- _What the exercise asks_: Continue the text on protein organization from its last sentence.

*** Opening of Page text ***

3.2:
Protein Organization
When amnio acids emerge from the ribosome during translation they form the first primary protein structure, a chained sequence that can vary in length. This peptide chain is held together by covalent bonds between the amine and carboxyl ends of two amnio acids.
As the peptide lengthens hydrogen bonds form, some amino acids bond to neighboring ones causing the strand to shorten and curve, creating a helical structure called an alpha helix. Others bond laterally and are referred to as beta sheets. Together these configurations are known as the protein's secondary structure.
Additional chemical interactions including hydrophobic forces, ionic bonding, and disulfide bridges that occur between amino acid side groups increase folding into the tertiary structure a globular 3D shape which is the final functional form for many proteins. If two or more polypeptide chains combine from tertiary structures a larger complex, a quaternary structure is created for optimal interactions.
3.2:
Protein Organization
Overview
Proteins are one of the fundamental building blocks of life that carry out many diverse functions in the cell. Proteins are assembled from amino acids. The sequence of amino acids is known as the primary structure of a protein. Local interactions of individual amino acids cause the linear chain to fold into the secondary structures. Interactions of distant amino acids lead to further folding of the protein—the tertiary structure. The assembly of multiple folded chains (subunits) is known as quaternary protein structure.
The Order of Amino Acids Determines the Primary Structure
Amino acids that are bound together in a chain are called polypeptides. The amino acids are linked by their amino (–NH3) and carboxyl (–COOH) groups which form peptide bonds. The chain of linked carbon and nitrogen atoms is the backbone of the protein, with the amino acid side chains sticking out perpendicularly. The order of amino acid residues in the polypeptide chain is the primary structure.

*** Close of Page text ***
*** Opening of Information supplied ***

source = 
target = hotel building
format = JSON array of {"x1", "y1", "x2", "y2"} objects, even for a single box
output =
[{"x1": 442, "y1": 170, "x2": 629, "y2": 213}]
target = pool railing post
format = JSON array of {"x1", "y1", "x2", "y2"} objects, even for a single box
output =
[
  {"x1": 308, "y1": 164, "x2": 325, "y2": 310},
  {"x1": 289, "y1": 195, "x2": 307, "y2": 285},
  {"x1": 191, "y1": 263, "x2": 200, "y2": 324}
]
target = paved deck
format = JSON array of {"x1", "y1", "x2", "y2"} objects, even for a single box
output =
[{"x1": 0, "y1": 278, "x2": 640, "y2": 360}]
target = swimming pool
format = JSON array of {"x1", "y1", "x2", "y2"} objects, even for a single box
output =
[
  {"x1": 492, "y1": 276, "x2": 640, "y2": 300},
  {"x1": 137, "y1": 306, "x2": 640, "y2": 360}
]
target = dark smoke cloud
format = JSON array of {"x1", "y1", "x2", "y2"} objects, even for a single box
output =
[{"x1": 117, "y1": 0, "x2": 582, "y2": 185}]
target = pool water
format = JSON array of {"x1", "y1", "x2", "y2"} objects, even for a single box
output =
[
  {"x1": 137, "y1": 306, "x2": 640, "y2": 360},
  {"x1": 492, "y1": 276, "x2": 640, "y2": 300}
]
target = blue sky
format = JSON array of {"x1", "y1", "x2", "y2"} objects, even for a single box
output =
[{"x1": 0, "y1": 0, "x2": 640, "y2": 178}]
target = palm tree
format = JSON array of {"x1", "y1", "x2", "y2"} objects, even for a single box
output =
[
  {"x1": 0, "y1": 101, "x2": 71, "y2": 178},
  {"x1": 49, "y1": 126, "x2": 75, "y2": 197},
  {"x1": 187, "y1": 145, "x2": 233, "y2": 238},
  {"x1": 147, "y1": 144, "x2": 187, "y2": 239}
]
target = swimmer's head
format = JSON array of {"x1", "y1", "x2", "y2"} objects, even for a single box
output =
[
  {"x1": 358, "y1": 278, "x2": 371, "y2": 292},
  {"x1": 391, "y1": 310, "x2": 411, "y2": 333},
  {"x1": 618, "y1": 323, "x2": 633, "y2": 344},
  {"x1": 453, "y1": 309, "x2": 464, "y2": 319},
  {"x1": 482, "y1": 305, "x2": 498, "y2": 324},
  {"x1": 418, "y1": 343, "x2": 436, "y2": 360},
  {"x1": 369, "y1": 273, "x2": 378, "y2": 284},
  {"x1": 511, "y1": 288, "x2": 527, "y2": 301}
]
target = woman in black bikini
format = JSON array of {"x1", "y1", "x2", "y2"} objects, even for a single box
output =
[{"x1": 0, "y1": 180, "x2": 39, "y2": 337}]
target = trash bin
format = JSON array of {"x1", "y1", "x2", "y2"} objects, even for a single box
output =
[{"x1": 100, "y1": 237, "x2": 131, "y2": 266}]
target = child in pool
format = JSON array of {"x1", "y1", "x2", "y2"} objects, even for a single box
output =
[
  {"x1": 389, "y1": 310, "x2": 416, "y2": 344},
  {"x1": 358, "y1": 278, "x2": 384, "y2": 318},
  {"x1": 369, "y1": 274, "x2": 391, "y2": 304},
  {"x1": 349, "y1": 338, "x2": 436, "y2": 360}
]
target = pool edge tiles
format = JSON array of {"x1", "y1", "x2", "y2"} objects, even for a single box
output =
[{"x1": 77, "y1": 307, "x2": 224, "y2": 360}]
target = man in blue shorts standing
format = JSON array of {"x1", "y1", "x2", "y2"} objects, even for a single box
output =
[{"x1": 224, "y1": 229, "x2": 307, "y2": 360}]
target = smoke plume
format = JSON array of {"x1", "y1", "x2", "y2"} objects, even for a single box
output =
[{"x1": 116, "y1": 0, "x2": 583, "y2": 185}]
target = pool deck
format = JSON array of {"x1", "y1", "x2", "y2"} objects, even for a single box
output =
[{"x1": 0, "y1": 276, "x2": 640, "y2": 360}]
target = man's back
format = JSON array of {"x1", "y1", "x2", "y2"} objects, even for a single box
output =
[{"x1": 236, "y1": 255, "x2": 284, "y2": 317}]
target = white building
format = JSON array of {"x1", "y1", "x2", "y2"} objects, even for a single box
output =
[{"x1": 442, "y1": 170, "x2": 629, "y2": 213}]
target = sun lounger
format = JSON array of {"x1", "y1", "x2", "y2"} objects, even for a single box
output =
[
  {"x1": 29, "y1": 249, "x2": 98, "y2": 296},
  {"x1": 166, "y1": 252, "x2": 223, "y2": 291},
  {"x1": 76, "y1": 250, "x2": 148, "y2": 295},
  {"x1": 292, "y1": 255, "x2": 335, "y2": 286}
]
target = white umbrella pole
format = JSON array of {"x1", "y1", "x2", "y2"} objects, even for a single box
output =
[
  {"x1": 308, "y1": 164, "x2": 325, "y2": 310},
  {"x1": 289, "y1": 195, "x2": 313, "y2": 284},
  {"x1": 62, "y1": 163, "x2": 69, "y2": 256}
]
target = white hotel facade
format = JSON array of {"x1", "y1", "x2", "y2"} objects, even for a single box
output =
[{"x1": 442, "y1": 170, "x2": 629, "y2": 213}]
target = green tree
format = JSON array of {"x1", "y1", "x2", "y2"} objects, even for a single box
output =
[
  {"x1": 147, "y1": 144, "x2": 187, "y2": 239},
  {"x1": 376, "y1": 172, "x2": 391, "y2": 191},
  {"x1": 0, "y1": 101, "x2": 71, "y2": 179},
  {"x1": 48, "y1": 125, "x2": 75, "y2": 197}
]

*** Close of Information supplied ***

- _Response area_:
Hydrogen Bonds among Close Amino Acid Residues Contribute to the Secondary Structure
The amino and carboxyl groups of the protein backbone can form hydrogen bonds. When multiple amino acid residues in close proximity form hydrogen bonds, local structures such as alpha-helices and beta-pleated sheets can form. These are common localized structures, giving rise to the so-called secondary structure of a protein.
The Interactions of Distant Side Chains Determine the Tertiary Structure
The tertiary structure of a protein describes the 3-dimensional arrangement of a protein. To stabilize a tertiary structure, amino acid residues interact that might be far apart within the polypeptide chain. The interactions can be weak and non-covalent (e.g., ionic bonds, hydrophobic interactions or hydrogen bonds) or strong and covalent (e.g., disulfide bridges). All interactions contribute to the shape of the protein and its function.
Multiple Polypeptide Chains Can Form a Single Protein
So far, we considered proteins that are created of a single polypeptide chain. Many proteins consist of subunits, that are each formed of one polypeptide chain. The composition and interaction of multiple protein subunits are known as the quaternary structure.